====== Records for this exercise ======

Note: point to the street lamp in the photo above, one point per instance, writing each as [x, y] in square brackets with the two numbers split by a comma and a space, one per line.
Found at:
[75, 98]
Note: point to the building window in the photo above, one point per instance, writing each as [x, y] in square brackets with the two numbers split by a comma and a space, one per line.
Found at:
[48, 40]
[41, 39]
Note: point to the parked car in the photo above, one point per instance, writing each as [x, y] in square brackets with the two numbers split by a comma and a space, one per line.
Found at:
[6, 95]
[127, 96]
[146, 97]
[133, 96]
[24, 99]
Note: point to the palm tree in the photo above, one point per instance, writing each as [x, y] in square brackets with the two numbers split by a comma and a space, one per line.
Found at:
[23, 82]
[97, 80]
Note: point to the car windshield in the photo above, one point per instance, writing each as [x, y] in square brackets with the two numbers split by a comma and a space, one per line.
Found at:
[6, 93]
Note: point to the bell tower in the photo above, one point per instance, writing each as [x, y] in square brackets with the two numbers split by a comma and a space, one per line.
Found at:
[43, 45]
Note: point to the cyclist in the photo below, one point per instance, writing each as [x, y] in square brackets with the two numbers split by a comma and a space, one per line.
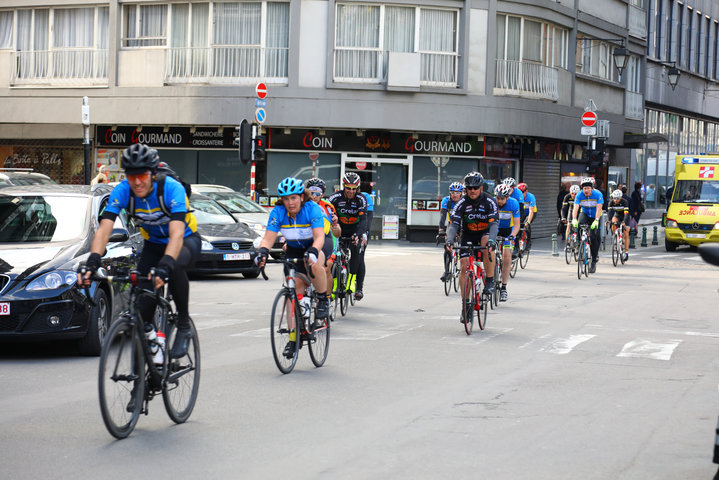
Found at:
[590, 202]
[352, 212]
[509, 220]
[448, 203]
[568, 209]
[617, 211]
[302, 223]
[530, 211]
[476, 217]
[171, 238]
[316, 188]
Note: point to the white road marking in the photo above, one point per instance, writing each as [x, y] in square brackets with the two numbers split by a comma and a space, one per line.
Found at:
[641, 348]
[563, 346]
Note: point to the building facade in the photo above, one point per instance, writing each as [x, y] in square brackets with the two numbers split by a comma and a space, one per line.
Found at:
[411, 95]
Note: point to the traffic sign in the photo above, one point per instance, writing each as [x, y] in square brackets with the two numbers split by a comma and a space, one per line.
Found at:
[260, 115]
[589, 119]
[261, 90]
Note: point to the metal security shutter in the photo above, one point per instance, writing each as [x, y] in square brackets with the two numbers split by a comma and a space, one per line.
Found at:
[542, 178]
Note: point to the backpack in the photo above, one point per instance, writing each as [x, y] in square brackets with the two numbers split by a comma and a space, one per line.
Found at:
[161, 173]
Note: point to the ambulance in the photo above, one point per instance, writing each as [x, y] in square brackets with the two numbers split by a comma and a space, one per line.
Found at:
[693, 216]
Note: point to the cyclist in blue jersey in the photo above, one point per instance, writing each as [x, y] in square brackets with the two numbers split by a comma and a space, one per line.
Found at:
[448, 204]
[587, 211]
[509, 221]
[170, 232]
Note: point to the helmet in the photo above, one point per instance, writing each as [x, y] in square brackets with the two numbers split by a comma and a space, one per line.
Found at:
[316, 183]
[587, 182]
[290, 186]
[473, 179]
[502, 190]
[350, 179]
[138, 158]
[455, 187]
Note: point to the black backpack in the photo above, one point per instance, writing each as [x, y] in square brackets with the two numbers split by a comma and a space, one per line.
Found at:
[162, 171]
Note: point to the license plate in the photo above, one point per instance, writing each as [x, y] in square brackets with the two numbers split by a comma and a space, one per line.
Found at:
[236, 256]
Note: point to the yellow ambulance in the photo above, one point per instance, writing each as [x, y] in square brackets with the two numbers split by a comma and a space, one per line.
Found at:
[693, 215]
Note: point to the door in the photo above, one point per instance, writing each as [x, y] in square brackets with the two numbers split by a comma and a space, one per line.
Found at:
[386, 180]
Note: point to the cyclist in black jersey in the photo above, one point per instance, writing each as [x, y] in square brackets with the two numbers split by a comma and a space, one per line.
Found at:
[351, 208]
[476, 217]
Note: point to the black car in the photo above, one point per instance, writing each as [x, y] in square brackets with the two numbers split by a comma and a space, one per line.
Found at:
[45, 231]
[227, 244]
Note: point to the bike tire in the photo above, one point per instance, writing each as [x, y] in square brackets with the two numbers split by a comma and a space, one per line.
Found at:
[182, 383]
[283, 309]
[121, 378]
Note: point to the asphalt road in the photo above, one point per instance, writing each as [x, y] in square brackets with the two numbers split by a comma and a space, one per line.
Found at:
[610, 377]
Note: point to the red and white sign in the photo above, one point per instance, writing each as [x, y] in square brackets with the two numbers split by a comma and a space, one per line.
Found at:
[589, 119]
[706, 172]
[261, 90]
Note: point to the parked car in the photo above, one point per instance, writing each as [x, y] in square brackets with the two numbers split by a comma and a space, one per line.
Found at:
[227, 244]
[45, 231]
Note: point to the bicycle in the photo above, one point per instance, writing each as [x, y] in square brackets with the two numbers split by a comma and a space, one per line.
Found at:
[287, 315]
[128, 376]
[584, 256]
[473, 292]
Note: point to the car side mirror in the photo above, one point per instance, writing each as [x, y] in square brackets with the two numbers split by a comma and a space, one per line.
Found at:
[119, 235]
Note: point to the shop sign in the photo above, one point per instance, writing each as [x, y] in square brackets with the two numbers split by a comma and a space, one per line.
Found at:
[176, 137]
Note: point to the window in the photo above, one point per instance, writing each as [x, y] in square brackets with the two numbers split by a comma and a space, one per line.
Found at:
[365, 34]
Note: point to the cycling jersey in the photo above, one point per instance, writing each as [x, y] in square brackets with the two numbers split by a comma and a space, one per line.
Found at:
[154, 223]
[298, 230]
[588, 205]
[350, 212]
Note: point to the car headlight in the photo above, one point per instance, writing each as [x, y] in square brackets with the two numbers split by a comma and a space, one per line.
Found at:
[53, 280]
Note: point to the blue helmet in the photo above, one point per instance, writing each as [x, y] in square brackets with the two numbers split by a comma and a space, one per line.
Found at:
[290, 186]
[455, 187]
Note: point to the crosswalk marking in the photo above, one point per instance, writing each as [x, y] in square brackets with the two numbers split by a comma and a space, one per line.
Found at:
[642, 348]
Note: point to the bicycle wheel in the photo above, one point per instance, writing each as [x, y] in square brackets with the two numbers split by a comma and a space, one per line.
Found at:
[282, 312]
[121, 379]
[320, 343]
[468, 319]
[182, 383]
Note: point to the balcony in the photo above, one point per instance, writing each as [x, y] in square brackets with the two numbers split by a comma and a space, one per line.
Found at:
[226, 65]
[60, 67]
[525, 79]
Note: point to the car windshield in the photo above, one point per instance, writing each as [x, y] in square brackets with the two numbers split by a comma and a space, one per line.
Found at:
[696, 191]
[207, 211]
[236, 202]
[41, 218]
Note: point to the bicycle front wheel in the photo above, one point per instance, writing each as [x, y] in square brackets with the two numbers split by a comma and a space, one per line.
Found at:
[182, 382]
[283, 313]
[121, 380]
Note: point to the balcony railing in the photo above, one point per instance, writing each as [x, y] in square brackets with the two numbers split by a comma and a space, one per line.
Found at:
[60, 66]
[634, 106]
[226, 64]
[526, 79]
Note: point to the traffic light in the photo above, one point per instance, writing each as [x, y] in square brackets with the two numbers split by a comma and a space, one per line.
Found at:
[260, 144]
[245, 142]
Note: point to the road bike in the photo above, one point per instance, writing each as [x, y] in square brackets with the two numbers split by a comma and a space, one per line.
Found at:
[289, 320]
[473, 292]
[128, 376]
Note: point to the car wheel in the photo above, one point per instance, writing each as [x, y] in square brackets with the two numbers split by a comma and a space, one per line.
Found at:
[97, 325]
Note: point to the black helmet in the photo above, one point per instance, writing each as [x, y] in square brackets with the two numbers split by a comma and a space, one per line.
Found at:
[473, 179]
[138, 158]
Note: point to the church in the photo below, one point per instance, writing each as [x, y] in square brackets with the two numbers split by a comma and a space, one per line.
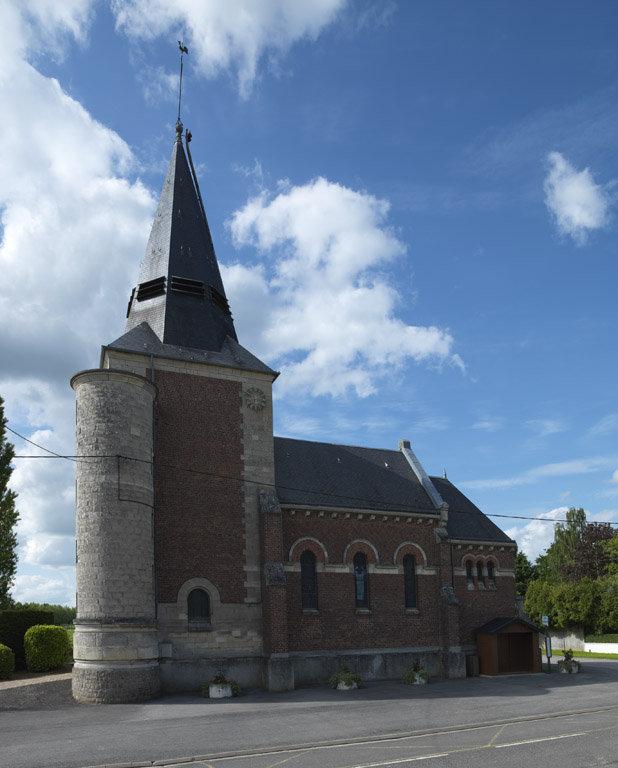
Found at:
[205, 545]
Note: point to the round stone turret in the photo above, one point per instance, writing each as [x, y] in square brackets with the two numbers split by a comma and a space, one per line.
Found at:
[115, 644]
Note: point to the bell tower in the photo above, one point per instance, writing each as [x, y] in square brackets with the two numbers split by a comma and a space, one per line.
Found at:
[176, 439]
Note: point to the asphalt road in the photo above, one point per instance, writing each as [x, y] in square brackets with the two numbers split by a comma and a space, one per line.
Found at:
[455, 722]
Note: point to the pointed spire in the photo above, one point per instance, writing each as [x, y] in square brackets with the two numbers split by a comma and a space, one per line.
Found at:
[180, 293]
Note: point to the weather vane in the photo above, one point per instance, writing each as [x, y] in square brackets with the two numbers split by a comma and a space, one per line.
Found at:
[183, 49]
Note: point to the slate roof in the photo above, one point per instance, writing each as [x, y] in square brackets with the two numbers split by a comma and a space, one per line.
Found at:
[503, 622]
[344, 476]
[143, 340]
[185, 305]
[465, 519]
[324, 474]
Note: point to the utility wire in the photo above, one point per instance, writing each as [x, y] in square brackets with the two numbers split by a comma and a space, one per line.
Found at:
[36, 445]
[387, 506]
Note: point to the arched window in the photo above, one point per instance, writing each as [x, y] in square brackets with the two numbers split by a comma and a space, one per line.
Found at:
[361, 580]
[409, 580]
[491, 576]
[469, 570]
[479, 575]
[198, 609]
[309, 582]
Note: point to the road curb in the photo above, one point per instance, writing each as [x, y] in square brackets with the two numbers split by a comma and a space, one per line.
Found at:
[182, 761]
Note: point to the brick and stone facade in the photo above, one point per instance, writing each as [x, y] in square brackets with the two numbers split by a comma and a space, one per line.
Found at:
[193, 521]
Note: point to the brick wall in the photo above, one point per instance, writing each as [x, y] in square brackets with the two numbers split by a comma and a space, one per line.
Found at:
[484, 602]
[338, 625]
[199, 525]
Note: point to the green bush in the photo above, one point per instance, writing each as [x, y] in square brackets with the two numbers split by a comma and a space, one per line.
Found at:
[7, 662]
[347, 678]
[47, 647]
[13, 627]
[62, 614]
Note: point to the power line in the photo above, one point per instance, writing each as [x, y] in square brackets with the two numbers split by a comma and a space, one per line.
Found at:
[387, 506]
[36, 445]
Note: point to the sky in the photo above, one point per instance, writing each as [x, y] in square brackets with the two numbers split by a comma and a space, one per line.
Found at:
[414, 209]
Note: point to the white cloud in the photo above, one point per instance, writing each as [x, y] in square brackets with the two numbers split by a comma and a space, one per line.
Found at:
[56, 587]
[71, 222]
[534, 537]
[544, 427]
[489, 424]
[577, 204]
[331, 322]
[605, 426]
[558, 469]
[228, 35]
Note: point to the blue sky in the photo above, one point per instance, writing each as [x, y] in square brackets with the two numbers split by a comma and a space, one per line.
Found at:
[414, 207]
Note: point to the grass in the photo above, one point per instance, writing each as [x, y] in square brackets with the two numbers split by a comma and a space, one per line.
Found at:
[585, 655]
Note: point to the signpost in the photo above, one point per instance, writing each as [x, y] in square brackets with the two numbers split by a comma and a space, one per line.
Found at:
[545, 622]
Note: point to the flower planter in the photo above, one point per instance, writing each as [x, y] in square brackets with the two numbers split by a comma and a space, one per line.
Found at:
[573, 669]
[341, 686]
[220, 690]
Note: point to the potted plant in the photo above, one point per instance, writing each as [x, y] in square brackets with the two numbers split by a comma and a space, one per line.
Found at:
[568, 664]
[346, 680]
[220, 687]
[416, 675]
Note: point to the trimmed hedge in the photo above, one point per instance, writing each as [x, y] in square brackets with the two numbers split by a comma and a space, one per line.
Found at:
[7, 662]
[47, 647]
[14, 625]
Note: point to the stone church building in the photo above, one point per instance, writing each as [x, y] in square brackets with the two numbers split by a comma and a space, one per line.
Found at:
[206, 545]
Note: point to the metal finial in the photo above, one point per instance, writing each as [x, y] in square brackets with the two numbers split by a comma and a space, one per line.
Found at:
[183, 49]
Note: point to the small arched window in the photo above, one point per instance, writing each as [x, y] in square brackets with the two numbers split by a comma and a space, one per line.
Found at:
[491, 575]
[309, 582]
[479, 575]
[409, 580]
[198, 609]
[361, 580]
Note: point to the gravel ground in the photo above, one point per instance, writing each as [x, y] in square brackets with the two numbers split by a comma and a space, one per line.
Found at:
[37, 690]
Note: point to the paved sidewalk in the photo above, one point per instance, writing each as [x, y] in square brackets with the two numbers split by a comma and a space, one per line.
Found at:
[70, 735]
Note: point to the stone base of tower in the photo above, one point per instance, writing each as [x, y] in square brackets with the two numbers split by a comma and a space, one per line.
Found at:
[115, 684]
[115, 663]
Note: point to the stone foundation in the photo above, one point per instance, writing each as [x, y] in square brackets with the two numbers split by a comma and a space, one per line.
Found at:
[122, 684]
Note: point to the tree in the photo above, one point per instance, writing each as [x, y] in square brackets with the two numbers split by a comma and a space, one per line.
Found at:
[589, 554]
[525, 572]
[559, 554]
[8, 517]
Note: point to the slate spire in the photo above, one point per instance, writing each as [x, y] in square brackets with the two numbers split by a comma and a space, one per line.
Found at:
[180, 293]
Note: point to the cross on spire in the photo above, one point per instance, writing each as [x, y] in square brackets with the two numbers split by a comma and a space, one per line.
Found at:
[183, 49]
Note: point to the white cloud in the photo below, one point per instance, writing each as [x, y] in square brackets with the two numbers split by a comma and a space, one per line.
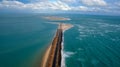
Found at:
[58, 5]
[94, 2]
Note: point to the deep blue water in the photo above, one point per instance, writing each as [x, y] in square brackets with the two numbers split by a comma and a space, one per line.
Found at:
[94, 41]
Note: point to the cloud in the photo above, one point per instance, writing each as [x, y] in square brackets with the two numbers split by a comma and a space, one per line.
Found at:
[94, 2]
[58, 5]
[61, 5]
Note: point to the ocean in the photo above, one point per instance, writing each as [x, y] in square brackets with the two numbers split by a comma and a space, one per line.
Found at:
[94, 41]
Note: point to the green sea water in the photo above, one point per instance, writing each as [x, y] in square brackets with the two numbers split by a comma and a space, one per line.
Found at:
[94, 41]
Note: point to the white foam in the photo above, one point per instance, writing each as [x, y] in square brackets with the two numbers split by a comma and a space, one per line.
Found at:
[62, 53]
[65, 54]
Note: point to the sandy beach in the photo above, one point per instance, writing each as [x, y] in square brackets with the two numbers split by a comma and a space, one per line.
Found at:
[45, 58]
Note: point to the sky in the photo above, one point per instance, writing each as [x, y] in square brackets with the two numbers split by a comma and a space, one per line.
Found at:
[72, 6]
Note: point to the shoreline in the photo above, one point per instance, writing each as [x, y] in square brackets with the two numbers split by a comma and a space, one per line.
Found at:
[64, 27]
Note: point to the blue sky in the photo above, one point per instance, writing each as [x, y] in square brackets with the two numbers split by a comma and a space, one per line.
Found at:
[79, 6]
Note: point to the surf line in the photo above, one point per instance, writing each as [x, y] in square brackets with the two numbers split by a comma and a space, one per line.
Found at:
[52, 57]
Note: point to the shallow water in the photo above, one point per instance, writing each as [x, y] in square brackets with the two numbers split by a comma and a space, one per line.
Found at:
[94, 41]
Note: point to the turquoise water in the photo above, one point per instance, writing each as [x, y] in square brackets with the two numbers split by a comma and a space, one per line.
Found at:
[94, 41]
[23, 40]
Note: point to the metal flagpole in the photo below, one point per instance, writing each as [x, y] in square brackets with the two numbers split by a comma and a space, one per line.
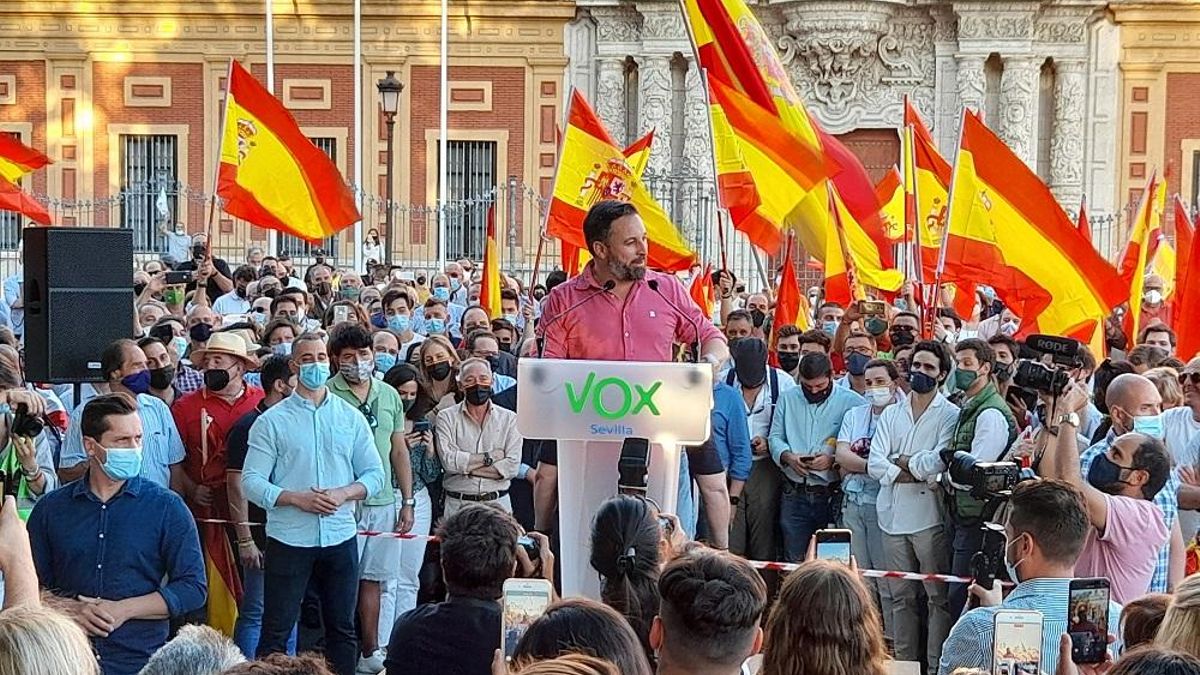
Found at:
[443, 131]
[358, 136]
[273, 237]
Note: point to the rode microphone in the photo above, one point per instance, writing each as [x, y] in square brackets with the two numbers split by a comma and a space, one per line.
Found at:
[694, 348]
[541, 342]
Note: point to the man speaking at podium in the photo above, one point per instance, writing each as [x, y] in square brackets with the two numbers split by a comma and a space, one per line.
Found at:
[617, 309]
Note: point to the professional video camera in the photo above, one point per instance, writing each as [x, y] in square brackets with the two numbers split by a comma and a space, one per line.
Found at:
[1032, 372]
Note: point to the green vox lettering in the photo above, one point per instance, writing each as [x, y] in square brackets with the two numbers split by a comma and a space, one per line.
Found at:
[631, 399]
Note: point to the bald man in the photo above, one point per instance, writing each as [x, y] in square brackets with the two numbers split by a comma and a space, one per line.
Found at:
[1135, 406]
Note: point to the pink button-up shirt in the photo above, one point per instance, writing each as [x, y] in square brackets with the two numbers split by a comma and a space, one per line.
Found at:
[641, 328]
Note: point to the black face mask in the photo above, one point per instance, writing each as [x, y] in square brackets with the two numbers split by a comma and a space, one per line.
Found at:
[162, 377]
[817, 398]
[789, 360]
[199, 333]
[439, 371]
[478, 395]
[216, 380]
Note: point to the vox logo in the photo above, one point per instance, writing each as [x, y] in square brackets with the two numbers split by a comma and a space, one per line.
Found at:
[630, 399]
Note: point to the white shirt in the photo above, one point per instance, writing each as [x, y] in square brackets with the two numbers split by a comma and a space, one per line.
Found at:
[231, 303]
[907, 508]
[1182, 438]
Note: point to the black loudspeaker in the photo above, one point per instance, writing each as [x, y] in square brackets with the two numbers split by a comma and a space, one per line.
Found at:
[78, 299]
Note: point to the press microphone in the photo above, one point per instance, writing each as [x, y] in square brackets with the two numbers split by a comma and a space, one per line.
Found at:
[607, 286]
[694, 348]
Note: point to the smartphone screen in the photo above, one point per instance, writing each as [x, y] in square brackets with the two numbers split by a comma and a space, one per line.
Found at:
[525, 599]
[833, 544]
[1017, 644]
[1087, 620]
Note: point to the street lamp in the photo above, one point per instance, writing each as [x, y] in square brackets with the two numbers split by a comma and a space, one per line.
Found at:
[389, 100]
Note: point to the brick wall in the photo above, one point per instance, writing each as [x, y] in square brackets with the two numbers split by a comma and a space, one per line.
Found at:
[29, 107]
[1182, 123]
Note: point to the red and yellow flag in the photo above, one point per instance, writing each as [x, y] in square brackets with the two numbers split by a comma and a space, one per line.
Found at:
[702, 291]
[1007, 231]
[592, 168]
[271, 175]
[490, 286]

======

Please put the part of the records above that opens with the line containing "Note: point to the man" and closes with the line containing "[1135, 406]", both of those lines included, into a JSON list of strings with one string per line and no blank lines.

Expected answer:
[
  "Note: point to the man speaking at podium in the photo above, one point per instance, writing each as [x, y] in square brackets with the two numbers split by a comma and a space, one per line.",
  "Found at:",
  "[617, 309]",
  "Note: point to the professional video camera in the photo above, one point per instance, writing each as [x, y] in square brackets with the two numbers split by a comma and a space, one per line.",
  "Found at:",
  "[1032, 372]",
  "Note: point to the green vox lettering in the photo above, one point per instance, writing each as [x, y] in square brackets with the two numbers split by a comma and a space, one per line.",
  "Found at:",
  "[631, 399]",
  "Note: point to the bald man in the photo above, one point per instance, writing each as [x, y] in square brackets with the two numbers split by a comma and a space, one per line.",
  "Found at:",
  "[1135, 406]"
]